--- Start of Listing ---

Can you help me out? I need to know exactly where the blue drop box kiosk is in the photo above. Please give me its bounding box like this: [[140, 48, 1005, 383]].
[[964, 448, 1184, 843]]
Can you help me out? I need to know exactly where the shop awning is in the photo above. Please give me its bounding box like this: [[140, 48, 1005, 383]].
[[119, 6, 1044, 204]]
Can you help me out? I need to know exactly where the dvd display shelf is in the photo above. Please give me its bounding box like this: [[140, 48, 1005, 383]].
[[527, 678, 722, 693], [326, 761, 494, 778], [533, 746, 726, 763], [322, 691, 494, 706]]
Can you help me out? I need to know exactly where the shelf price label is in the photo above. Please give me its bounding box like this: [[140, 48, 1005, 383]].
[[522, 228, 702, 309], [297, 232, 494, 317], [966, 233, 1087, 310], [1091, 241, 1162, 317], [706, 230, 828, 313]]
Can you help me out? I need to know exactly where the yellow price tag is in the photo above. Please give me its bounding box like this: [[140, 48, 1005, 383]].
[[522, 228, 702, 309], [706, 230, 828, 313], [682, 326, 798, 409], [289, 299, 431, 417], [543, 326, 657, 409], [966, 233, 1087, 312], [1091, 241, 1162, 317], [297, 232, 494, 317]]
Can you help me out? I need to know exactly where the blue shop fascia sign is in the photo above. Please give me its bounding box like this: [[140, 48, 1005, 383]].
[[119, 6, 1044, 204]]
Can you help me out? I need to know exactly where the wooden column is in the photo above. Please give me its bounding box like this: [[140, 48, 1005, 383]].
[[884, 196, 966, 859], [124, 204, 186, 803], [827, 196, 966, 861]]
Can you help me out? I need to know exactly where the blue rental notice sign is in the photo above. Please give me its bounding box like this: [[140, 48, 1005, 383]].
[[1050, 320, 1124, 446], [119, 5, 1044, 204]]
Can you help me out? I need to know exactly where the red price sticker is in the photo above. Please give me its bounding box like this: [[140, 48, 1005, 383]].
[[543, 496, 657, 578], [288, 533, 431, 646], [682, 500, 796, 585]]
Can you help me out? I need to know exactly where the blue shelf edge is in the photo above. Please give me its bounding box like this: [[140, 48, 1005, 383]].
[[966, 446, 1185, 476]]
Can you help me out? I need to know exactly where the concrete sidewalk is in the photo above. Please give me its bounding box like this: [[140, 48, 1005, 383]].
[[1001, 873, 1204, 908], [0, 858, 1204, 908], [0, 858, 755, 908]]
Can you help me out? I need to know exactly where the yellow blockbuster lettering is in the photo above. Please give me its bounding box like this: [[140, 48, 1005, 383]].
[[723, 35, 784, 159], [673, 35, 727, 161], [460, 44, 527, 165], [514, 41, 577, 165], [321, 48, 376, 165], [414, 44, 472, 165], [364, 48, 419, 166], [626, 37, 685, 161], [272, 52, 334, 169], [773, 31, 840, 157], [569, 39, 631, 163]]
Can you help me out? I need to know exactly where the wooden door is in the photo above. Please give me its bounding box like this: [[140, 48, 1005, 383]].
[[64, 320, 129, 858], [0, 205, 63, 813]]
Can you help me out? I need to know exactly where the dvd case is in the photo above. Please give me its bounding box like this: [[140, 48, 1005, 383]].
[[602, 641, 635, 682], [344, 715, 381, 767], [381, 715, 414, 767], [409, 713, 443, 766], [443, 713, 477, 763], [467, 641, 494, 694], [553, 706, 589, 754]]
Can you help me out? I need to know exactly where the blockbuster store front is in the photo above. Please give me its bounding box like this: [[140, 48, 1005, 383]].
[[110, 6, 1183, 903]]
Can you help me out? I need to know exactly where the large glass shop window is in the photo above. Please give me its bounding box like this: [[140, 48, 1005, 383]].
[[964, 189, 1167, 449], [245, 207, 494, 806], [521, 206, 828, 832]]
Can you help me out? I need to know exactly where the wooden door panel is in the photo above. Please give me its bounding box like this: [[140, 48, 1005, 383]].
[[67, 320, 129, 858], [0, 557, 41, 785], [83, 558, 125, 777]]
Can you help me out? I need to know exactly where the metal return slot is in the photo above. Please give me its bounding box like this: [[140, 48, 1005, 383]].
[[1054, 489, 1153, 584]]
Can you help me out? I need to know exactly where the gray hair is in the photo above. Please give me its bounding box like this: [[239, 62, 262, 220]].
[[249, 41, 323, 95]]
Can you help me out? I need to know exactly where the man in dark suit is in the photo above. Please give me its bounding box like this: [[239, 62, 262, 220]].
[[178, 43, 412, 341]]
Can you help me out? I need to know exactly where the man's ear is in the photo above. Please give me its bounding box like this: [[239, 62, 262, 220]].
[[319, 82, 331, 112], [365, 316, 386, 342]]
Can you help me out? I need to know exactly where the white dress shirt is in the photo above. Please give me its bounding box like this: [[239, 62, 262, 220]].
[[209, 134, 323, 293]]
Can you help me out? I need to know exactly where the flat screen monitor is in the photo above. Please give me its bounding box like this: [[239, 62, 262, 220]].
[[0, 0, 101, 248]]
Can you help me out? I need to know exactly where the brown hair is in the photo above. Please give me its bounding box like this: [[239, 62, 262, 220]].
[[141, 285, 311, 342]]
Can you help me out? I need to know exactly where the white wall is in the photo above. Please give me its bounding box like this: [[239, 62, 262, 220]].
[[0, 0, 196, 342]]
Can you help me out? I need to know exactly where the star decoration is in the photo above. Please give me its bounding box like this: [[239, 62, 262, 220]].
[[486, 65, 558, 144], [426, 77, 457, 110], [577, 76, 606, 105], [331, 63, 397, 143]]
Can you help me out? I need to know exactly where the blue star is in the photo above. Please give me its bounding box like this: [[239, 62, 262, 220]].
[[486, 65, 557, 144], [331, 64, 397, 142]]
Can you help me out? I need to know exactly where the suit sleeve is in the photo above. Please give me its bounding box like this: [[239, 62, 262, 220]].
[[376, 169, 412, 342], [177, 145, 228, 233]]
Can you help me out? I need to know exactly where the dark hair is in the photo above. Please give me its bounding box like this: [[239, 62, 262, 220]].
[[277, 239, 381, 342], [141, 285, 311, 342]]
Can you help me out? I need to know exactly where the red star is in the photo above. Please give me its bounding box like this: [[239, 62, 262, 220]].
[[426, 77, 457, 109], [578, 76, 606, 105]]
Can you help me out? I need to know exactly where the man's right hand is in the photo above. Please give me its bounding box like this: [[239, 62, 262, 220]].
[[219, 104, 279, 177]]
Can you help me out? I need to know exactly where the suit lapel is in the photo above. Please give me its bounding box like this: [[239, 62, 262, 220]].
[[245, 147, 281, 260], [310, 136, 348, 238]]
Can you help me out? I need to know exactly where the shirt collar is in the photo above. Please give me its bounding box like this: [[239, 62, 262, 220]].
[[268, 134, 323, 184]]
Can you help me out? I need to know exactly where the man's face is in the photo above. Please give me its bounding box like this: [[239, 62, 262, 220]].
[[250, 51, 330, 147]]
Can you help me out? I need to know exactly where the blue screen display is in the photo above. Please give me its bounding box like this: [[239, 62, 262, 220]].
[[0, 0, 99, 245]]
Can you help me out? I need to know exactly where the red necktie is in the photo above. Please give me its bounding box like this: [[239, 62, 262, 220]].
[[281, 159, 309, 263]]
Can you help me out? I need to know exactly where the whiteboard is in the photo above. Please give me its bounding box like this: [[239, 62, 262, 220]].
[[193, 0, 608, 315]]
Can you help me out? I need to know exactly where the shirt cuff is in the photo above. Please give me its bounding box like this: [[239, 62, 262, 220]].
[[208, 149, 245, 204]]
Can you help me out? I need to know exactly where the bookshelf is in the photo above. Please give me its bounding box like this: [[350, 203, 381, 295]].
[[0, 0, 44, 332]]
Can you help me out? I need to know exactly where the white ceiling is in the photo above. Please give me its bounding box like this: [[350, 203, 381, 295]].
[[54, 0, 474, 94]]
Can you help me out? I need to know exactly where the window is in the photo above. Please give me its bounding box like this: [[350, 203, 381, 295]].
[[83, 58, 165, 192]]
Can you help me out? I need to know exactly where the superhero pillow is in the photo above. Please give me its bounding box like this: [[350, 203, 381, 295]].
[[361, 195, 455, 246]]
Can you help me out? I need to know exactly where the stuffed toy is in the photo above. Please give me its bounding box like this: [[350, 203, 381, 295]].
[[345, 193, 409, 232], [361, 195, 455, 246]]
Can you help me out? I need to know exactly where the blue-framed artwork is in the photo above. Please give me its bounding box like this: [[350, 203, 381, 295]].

--- End of Listing ---

Prompt
Copy the lines from the one containing "the yellow price" through the one containing "[[966, 446, 1185, 476]]", both included, character for character.

The result
Can you help me out? I need to know exactly where the yellow price tag is in the photo above. Please give me its bounding box like this: [[140, 48, 1005, 383]].
[[522, 228, 702, 309], [706, 230, 828, 313], [682, 326, 798, 409], [289, 299, 431, 417], [543, 326, 657, 409], [966, 233, 1087, 312], [1091, 241, 1162, 317], [297, 232, 494, 317]]
Can you help me out? I need to know exactly where the blue shop fascia sign is in the photo above. Please give me its bounding box like this: [[140, 48, 1005, 383]].
[[119, 6, 1044, 204]]
Can you help me out? I need to know exactly where the wooden column is in the photo above. Please give me its bounding box like this: [[140, 48, 1005, 383]].
[[884, 196, 966, 859], [124, 204, 186, 803], [827, 196, 966, 861]]
Can you help me out? I need to know exactly where the blue rental notice sign is in the photo above. Please give me its bounding box like this: [[140, 48, 1005, 383]].
[[1050, 320, 1124, 446], [119, 5, 1044, 204]]
Can you help me out? I need to know exactly where the red price sticker is in the photo above. Please give me its bounding box like this: [[140, 48, 1005, 383]].
[[543, 496, 657, 578], [288, 533, 431, 646], [682, 500, 796, 585]]
Can you help me out? I need to know exactly where the blue shelf edge is in the photo above. Please give me its bounding box like this: [[140, 48, 1005, 383]].
[[966, 446, 1185, 476]]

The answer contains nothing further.